◆ Excerpt provided:
####################

In general, manifolds can help discern useful characteristics about the feature space, and may have useful topological structures, but trying to impose an idea of "topology" on this is a stretch. Moreover, the kind of basics examples used in this blog post don't help prove the author's point. Maybe I am misunderstanding this author's description of what they mean, but this idea of manifold learning is nothing new.

profchemai

Once I read "This has been enough to get us to AGI.", credibility took a nose dive.

In general it's a nice idea, but the blogpost is very fluffy, especially once it connects it to reasoning, there is serious technical work in this area (i.g. https://arxiv.org/abs/1402.1869) that has expanded this idea and made it more concrete.

_alternator_

The question is not so much whether this is true—we can certainly represent any data as points on a manifold. Rather, it’s the extent to which this point of view is useful. In my experience, it’s not the most powerful perspective.

In short, direct manifold learning is not really tractable as an algorithmic approach. The most powerful set of tools and theoretical basis for AI has sprung from statistical optimization theory (SGD, information-theoretical loss minimization, etc.). The fact that data is on a manifold is a tautological footnote to this approach.

####################

◆ Required tasks:
A) Copy the part of the manifold learning discussion starting with "In general, manifolds" and going on through "it more concrete.".
B) Carry on the manifold learning discussion from the point where it stops.
Nothing in the records has any bearing on this.

◆ Point localization records:

####################

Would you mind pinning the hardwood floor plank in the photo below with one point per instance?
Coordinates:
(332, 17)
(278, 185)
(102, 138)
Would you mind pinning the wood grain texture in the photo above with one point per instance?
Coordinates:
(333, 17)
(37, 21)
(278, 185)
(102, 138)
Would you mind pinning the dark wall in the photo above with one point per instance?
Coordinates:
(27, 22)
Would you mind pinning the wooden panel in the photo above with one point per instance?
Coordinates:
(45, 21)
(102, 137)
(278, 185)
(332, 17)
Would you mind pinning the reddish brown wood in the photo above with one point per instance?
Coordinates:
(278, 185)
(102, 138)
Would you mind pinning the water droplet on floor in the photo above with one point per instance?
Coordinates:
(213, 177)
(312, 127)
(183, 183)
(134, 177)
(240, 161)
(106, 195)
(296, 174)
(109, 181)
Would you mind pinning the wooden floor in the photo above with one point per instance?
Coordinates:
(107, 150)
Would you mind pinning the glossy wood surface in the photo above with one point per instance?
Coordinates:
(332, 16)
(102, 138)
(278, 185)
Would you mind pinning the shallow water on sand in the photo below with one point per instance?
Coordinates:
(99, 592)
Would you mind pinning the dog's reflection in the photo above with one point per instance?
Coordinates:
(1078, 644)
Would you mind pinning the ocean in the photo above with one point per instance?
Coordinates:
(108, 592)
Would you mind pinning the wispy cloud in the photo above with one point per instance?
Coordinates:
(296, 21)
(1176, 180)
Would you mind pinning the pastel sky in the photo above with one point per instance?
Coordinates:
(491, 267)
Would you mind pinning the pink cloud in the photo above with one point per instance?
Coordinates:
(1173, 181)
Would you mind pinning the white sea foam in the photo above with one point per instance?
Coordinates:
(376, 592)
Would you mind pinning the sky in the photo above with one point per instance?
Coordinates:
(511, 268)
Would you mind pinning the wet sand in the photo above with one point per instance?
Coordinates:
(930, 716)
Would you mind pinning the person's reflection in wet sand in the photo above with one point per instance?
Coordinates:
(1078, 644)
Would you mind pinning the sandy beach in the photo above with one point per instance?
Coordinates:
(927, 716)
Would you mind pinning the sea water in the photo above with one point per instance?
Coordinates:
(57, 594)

####################

◆ Answer list:
A)
In general, manifolds can help discern useful characteristics about the feature space, and may have useful topological structures, but trying to impose an idea of "topology" on this is a stretch. Moreover, the kind of basics examples used in this blog post don't help prove the author's point. Maybe I am misunderstanding this author's description of what they mean, but this idea of manifold learning is nothing new.

profchemai

Once I read "This has been enough to get us to AGI.", credibility took a nose dive.

In general it's a nice idea, but the blogpost is very fluffy, especially once it connects it to reasoning, there is serious technical work in this area (i.g. https://arxiv.org/abs/1402.1869) that has expanded this idea and made it more concrete.

B)
vayllon

Another type of topology you’ll encounter in deep neural networks (DNNs) is network topology. This refers to the structure of the network — how the nodes are connected and how data flows between them. We already have several well-known examples, such as auto-encoders, convolutional neural networks (CNNs), and generative adversarial networks (GANs), all of which are bio-inspired.

However, we still have much to learn about the topology of the brain and its functional connectivity. In the coming years, we are likely to discover new architectures — both internal within individual layers/nodes and in the ways specialized networks connect and interact with each other.

Additionally, the brain doesn’t rely on a single network, but rather on several ones — often referred to as the "Big 7" — that operate in parallel and are deeply interconnected. Some of these include the Default Mode Network (DMN), the Central Executive Network (CEN) or the Limbic Network, among others. In fact, a single neuron can be part of multiple networks, each serving different functions.

We have not yet been able to fully replicate this complexity in artificial systems, and there is still much to be learned and inspired by from this "network topologies".

So, "Topology is all you need" :-)

Graviscalar

I was one of the people that was super excited after reading the Chris Olah blogpost from 2014, and over the past decade I've seen the insight go exactly nowhere. It's neat but it hasn't driven any interesting results, though Ayasdi did some interesting stuff with TDA and Gunnar Carlson has been playing around with neural nets recently.

theahura

I think it's incorrect that the insight has gone nowhere. See, for eg, contrastive loss / clip, or vqgan image generation. Arguably also diffusion models.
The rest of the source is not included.